§ Task goal
Report how many lines in the entries below contain the string "hand", treating case as significant. Give only the number.

§ Recorded data
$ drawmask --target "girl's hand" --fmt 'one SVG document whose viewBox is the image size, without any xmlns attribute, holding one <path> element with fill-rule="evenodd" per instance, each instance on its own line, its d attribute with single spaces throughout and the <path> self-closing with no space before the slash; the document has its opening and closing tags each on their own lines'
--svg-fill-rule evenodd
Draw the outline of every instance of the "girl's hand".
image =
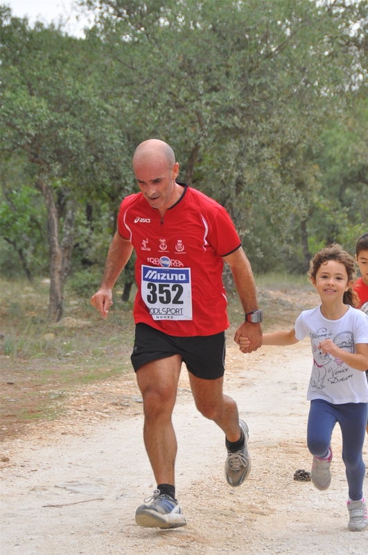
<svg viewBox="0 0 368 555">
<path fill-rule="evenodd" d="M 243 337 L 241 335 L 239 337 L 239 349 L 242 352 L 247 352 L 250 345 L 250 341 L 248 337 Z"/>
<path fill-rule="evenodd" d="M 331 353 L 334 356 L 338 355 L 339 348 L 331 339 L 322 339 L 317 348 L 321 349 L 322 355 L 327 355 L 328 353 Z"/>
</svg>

...

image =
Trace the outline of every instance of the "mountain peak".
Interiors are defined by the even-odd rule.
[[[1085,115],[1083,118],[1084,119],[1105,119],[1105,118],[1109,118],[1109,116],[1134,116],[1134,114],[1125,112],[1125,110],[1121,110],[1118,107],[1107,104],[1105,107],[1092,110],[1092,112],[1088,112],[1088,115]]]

==

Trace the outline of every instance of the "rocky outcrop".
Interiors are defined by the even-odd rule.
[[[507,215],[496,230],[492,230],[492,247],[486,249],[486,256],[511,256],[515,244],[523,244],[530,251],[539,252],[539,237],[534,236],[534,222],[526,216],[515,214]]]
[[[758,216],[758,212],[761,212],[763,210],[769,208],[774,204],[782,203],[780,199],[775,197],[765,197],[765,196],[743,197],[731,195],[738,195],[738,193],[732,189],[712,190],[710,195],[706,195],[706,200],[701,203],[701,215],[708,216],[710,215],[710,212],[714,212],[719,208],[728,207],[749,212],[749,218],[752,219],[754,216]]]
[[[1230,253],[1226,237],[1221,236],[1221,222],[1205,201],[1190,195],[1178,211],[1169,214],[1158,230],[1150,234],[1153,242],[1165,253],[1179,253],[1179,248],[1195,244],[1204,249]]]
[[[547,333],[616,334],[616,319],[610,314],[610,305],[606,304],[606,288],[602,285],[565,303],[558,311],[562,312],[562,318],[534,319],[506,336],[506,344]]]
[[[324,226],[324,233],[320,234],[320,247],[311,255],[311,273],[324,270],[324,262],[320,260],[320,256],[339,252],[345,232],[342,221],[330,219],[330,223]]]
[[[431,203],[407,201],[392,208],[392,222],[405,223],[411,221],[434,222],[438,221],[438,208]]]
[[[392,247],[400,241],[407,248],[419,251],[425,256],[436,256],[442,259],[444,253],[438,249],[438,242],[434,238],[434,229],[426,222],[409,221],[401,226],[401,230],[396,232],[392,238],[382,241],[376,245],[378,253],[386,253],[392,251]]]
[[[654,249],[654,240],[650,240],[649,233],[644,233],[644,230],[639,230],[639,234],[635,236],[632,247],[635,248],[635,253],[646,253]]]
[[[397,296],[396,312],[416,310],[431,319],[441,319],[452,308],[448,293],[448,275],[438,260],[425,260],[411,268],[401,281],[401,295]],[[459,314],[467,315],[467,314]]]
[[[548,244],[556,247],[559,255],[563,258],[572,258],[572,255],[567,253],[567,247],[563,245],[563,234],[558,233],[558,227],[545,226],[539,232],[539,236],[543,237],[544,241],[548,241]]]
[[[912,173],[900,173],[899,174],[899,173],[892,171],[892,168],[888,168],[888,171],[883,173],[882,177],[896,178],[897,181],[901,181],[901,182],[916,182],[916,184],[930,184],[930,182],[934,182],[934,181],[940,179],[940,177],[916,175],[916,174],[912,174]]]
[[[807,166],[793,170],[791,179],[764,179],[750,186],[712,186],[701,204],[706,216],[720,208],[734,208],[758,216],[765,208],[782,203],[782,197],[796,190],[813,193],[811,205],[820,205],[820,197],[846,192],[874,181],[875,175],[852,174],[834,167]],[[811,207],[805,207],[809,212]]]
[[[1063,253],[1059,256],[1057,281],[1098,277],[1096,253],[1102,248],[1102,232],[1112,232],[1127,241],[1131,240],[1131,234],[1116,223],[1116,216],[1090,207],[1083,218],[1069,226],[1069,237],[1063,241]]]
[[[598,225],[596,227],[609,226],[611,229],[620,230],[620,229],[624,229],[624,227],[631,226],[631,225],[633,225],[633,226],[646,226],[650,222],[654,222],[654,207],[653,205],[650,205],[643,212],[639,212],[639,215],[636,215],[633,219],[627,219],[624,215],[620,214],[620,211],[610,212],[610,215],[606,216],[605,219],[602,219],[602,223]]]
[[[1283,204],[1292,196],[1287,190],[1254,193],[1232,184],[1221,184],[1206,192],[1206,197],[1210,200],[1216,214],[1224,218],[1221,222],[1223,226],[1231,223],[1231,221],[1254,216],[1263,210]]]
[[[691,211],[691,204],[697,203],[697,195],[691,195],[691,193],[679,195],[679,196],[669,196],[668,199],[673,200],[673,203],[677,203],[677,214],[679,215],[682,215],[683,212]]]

§ Answer to this exercise
2